+++ Página +++

Trampolín de luna

José Luis Masegosa
07:00 • 24 sept. 2018

"Te llamo para ver donde quedamos...sólo es para que estemos un rato juntos y nos veamos antes de que me vaya –supuestamente de Chirivel-…llevo unos días algo fastidiado, pero quiero que busquemos un tiempo para vernos....bueno, un abrazo”.  


Acabo de oír  las que han sido últimas palabras de una vieja, entrañable y sincera amistad de casi cuarenta años de vida ausente de artificio y plena de afectos y cariño. Es el último mensaje que el bueno de Julio Alfredo dejó grabado en el buzón de mi teléfono móvil  horas antes de sufrir la cruenta caída que nos ha dejado sin su insustituible presencia. Era el mediodía del pasado lunes, día 17. Esa misma tarde y noche le llamé varias veces para vernos, pero el silencio se impuso a los sonidos telefónicos. Insistí al día siguiente, pero la respuesta fue la misma. A media mañana del miércoles, día 19, un mensaje de Patricia Egea, hija de Julio, me comunicaba el fatal accidente sufrido por su padre, acerca del cual hablamos después…hasta la mañana de ayer domingo, cuando su noticia de wasap : “Ha fallecido el padre esta mañana..”  me ha herido en el alma.


He vuelto a oír la voz cándida y  familiar de la bondad personificada llamando a despedida, que el azar  ha dejado huérfana, como huérfanos han quedado tantos amigos del mundo  y tantos vecinos de  las Letras que hoy derraman sus ayes por nuestro preclaro paisano.

+++

▶ Tareas escritas:
1) Traduce al inglés esta oración de la página: «Era el mediodía del pasado lunes, día 17.»
2) Reproduce sin cambios el pasaje de la página que comienza con «He vuelto a» y continúa hasta «nuestro preclaro paisano.».

+++ Datos proporcionados +++

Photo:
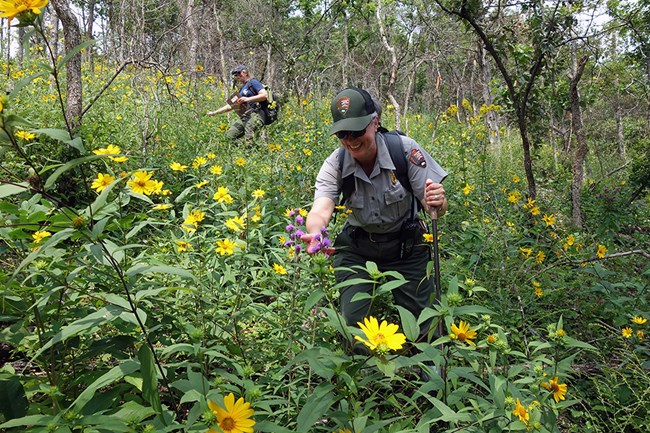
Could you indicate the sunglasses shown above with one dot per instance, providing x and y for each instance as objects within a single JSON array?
[{"x": 352, "y": 134}]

+++

▶ Respuestas por tarea:
1) It was midday last Monday, the 17th.

2)
He vuelto a oír la voz cándida y  familiar de la bondad personificada llamando a despedida, que el azar  ha dejado huérfana, como huérfanos han quedado tantos amigos del mundo  y tantos vecinos de  las Letras que hoy derraman sus ayes por nuestro preclaro paisano.